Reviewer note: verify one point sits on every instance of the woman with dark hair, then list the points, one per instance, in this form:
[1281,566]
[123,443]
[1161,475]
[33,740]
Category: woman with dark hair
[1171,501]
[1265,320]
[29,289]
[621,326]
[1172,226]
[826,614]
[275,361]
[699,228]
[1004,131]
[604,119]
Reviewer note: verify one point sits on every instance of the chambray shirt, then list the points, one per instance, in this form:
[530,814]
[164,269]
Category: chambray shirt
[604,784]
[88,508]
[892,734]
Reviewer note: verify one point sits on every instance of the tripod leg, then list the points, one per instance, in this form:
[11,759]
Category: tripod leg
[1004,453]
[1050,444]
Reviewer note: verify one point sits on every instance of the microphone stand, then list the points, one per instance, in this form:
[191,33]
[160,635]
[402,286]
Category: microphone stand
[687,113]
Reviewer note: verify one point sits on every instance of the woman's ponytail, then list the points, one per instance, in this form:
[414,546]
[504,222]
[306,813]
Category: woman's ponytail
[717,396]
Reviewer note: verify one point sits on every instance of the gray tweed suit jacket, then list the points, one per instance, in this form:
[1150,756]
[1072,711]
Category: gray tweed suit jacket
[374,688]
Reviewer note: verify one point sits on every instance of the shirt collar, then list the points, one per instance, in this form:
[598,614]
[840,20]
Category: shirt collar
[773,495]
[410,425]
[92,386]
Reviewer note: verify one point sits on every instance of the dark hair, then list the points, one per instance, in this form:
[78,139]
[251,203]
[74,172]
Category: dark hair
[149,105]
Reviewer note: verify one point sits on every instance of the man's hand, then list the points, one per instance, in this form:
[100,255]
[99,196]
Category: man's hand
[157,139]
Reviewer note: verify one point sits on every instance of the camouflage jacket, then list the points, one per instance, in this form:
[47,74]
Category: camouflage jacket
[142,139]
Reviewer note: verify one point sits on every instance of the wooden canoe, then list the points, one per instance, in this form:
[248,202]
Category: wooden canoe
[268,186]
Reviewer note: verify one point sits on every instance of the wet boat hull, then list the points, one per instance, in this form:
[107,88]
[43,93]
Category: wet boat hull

◇ ◇ ◇

• Given request
Put every line of the data above into a JSON list of strings, with one string per line and no blank lines.

• Result
[
  "Reviewer note: verify one point sits on every instance of the woman with dark hair, then list the points, one per instance, in this form:",
  "[1281,566]",
  "[123,443]",
  "[1161,475]",
  "[33,740]",
  "Category: woman with dark hair",
  "[1171,501]",
  "[1265,320]",
  "[29,289]",
  "[621,326]",
  "[1172,226]",
  "[826,614]",
  "[275,361]",
  "[699,228]",
  "[1004,131]",
  "[604,119]",
  "Reviewer note: verify one point sits on every instance of the chambray shirt, then list the points, one per instance, in this form:",
  "[530,814]",
  "[164,269]",
  "Category: chambray shirt",
  "[604,784]",
  "[88,508]",
  "[892,734]",
  "Reviewer note: verify one point sits on every instance of the tripod leg, then list the points, one per instance, in this form:",
  "[11,759]",
  "Category: tripod leg",
  "[1004,453]",
  "[1050,444]",
  "Reviewer note: verify one point sits on every instance of the microphone stand, then list the points, one per instance, in this form:",
  "[191,33]",
  "[160,635]",
  "[402,286]",
  "Category: microphone stand",
  "[687,113]",
  "Reviewer note: verify one point sits on every instance of the woman's ponytail, then list the points, one per instance, in this form:",
  "[414,546]",
  "[504,222]",
  "[306,813]",
  "Category: woman's ponytail",
  "[717,396]",
  "Reviewer note: verify one point sits on every instance of the gray tweed suit jacket, then list the points, one per instance, in this form:",
  "[1150,756]",
  "[1072,711]",
  "Category: gray tweed suit jacket",
  "[374,688]",
  "Reviewer note: verify one point sits on every instance of the shirt collar, then list the points, one per instance, in this form:",
  "[598,614]",
  "[840,20]",
  "Category: shirt collar",
  "[773,495]",
  "[410,425]",
  "[92,386]",
  "Reviewer note: verify one point sits on every instance of the dark hair, then list the points, one per instance, in this form:",
  "[78,139]",
  "[251,203]",
  "[74,172]",
  "Category: dark hair",
  "[149,105]",
  "Reviewer note: verify one point sits on every instance of the man's hand, then list the points, one per instance, in this form:",
  "[100,255]",
  "[99,196]",
  "Category: man's hand",
  "[157,139]",
  "Reviewer note: verify one point sits on every instance of the camouflage jacket, then list the points, one per instance, in this form:",
  "[47,74]",
  "Category: camouflage jacket",
  "[142,139]",
  "Reviewer note: verify one point sits on every instance of the wooden canoe, then list the points, one per instance, in this form:",
  "[248,202]",
  "Category: wooden canoe",
  "[268,186]",
  "Reviewer note: verify one point sits on every instance of the wet boat hull, then list the points, one per instance, in this form:",
  "[107,88]",
  "[43,93]",
  "Category: wet boat hull"
]